## QUOTED PASSAGE
**********

The biochemical link between NIK, IKKα and p100 has now been established (illustrated in Fig. 1C). For NIK, co‐transfection experiments have shown it to act in the processing of p100 to yield p52 (Xiao et al., 2001), and splenic cells isolated from mice carrying the NIK‐deficient aly/aly mutation have a defect in p100 processing. Together, these findings led to the hypothesis that the direct phosphorylation of p100 by NIK is the trigger that promotes its proteolytic cleavage to p52 (Fagarasan et al., 2000; Xiao et al., 2001). The fact that splenic B cells from the IKKα−/− reconstituted chimaeras also are defective in p100 processing suggested that NIK and IKKα might be in the same pathway (Senftleben et al., 2001a). Indeed, the ability of NIK to promote p100 processing is inhibited in EFs from IKKα−/− but not from IKKβ−/− mice (Senftleben et al., 2001a). Furthermore, IKKα directly phosphorylates p100 much more efficiently than it does IκBα, whereas IKKβ has the opposite effect (Senftleben et al., 2001a). Therefore, in different cell systems, three functions related to NF‐κB signalling have been assigned to IKKα: NF‐κB transcriptional activation, p100 phosphorylation and IκBα phosphorylation (Fig. 1). The IKKα‐triggered cleavage of p100, which produces a RelB–p52 complex (Solan et al., 2002), is of particular relevance because RelB does not bind any of the IκB subunits but interacts strongly with p100 (Karin, 1998).

**********

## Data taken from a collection
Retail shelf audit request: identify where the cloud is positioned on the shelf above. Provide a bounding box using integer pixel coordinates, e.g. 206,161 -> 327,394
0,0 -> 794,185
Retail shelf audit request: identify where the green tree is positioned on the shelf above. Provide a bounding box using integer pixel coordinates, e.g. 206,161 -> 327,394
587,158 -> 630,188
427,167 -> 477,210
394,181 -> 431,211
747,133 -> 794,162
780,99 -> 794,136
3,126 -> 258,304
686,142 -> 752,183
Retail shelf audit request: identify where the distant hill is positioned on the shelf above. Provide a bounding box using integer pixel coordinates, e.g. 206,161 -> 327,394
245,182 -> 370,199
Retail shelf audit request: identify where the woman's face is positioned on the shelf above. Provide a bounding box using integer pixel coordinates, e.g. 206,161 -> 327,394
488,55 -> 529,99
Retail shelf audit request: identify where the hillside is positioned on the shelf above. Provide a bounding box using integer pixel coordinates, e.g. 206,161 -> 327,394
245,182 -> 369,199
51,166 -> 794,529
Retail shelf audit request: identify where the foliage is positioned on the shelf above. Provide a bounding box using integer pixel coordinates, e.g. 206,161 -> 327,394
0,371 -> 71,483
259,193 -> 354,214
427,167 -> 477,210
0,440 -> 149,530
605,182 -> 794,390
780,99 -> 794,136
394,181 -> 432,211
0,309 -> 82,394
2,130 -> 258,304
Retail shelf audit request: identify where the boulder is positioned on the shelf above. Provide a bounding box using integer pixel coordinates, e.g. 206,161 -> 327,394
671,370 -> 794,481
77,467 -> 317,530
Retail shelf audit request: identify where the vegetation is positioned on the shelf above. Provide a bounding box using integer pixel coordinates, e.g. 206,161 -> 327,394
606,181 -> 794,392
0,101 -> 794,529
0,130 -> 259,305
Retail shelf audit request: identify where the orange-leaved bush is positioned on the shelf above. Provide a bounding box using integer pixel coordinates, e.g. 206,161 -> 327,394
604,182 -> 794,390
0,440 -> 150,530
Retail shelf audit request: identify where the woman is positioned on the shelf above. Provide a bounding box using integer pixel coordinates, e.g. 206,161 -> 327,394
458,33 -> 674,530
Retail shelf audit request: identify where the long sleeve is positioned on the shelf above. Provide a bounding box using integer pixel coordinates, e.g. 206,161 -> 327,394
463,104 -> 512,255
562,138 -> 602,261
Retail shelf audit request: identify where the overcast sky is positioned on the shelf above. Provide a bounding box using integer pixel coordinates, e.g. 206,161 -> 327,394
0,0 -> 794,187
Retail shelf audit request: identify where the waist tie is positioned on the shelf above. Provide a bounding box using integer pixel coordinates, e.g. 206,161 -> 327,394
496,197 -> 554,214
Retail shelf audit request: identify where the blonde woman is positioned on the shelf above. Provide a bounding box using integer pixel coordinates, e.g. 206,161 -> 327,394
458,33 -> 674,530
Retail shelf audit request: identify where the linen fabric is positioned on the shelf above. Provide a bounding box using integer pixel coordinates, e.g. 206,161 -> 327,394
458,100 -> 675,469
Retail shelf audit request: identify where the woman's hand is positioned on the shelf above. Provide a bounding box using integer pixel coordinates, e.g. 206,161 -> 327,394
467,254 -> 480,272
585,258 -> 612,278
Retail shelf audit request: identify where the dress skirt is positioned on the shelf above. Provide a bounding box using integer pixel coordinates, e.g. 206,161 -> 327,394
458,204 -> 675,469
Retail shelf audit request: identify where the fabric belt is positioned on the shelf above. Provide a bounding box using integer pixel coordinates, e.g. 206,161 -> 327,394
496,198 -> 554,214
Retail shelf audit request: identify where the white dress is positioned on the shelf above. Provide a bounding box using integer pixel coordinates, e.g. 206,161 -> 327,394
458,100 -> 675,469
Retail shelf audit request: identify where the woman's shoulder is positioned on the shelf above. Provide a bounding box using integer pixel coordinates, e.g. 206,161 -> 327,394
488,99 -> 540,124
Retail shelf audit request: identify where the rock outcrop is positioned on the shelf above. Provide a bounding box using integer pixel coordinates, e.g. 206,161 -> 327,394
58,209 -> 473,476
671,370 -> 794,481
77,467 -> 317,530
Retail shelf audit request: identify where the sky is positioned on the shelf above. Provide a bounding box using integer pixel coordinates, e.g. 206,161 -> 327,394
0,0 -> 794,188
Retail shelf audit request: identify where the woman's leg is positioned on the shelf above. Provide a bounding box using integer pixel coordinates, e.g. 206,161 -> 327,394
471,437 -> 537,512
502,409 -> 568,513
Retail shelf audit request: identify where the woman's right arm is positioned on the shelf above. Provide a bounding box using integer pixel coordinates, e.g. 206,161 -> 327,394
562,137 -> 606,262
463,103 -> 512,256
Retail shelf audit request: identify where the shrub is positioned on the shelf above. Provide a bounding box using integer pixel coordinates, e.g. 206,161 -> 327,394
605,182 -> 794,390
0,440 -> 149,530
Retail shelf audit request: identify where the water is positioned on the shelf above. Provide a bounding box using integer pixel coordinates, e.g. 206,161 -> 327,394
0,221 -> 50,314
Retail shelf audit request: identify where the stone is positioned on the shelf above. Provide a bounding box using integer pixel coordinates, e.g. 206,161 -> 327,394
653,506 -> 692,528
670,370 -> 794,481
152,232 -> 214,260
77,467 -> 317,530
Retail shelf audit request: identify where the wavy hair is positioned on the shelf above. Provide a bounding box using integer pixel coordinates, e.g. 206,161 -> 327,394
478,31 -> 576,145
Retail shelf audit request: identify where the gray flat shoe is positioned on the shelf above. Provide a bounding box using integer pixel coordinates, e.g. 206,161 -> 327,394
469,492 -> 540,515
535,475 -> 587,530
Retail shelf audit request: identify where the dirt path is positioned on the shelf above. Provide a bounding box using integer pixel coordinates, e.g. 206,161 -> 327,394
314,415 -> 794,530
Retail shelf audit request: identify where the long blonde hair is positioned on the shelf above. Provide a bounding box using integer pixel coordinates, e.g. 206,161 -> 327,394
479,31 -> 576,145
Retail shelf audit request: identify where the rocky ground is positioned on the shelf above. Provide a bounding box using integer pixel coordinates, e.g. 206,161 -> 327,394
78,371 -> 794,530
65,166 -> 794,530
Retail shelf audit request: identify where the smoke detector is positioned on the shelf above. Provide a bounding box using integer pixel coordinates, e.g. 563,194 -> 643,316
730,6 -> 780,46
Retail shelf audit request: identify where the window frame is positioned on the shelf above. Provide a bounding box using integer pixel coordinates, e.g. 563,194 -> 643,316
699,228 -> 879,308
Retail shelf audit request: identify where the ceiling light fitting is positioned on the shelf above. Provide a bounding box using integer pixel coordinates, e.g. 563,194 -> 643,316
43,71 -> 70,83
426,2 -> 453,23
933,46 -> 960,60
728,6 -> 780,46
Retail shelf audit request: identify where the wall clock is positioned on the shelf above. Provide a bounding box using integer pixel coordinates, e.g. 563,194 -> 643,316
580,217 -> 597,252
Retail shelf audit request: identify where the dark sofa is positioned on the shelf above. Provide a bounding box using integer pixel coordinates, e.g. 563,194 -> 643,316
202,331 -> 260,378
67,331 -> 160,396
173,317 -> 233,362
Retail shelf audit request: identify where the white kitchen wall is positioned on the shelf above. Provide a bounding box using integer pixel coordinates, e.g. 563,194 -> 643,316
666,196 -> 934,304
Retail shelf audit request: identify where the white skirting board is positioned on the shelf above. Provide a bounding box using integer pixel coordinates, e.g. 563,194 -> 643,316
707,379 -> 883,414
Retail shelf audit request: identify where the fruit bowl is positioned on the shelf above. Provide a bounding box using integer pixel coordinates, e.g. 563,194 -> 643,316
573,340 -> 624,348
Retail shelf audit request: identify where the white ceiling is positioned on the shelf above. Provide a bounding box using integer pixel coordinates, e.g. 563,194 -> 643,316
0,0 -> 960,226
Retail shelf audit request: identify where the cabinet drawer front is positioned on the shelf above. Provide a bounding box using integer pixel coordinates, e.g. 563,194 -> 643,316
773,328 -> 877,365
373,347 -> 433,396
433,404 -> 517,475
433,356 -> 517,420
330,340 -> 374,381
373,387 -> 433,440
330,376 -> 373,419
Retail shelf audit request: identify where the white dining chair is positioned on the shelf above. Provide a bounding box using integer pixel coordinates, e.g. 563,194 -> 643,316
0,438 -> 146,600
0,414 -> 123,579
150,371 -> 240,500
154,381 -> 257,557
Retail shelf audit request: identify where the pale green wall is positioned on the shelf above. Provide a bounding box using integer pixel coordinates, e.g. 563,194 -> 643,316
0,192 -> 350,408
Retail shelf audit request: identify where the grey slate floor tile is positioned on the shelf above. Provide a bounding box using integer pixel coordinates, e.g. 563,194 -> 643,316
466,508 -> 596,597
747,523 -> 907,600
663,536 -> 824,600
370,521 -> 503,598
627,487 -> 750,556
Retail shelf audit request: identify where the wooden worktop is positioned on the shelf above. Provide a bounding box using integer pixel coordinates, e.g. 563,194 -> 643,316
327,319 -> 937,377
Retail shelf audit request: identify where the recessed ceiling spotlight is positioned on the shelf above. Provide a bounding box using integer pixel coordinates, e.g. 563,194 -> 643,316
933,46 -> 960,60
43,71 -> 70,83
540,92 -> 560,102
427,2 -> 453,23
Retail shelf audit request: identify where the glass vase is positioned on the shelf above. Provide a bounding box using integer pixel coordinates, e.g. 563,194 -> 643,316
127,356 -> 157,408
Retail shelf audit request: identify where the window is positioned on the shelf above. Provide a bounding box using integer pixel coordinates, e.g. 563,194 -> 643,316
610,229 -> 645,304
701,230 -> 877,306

**********

Using the passage on NIK, IKKα and p100, decide whether each statement agrees with it. Answer yes or no and quote the words from the passage that decide it.
1. Splenic B cells from IKKα−/− reconstituted chimaeras have a defect in p100 processing.
2. NIK's ability to promote p100 processing is inhibited in EFs from IKKβ−/− mice.
3. IKKβ phosphorylates p100 more efficiently than it phosphorylates IκBα.

1. Yes: "splenic B cells from the IKKα−/− reconstituted chimaeras also are defective in p100 processing"
2. No: "the ability of NIK to promote p100 processing is inhibited in EFs from IKKα−/− but not from IKKβ−/− mice"
3. No: "IKKα directly phosphorylates p100 much more efficiently than it does IκBα, whereas IKKβ has the opposite effect"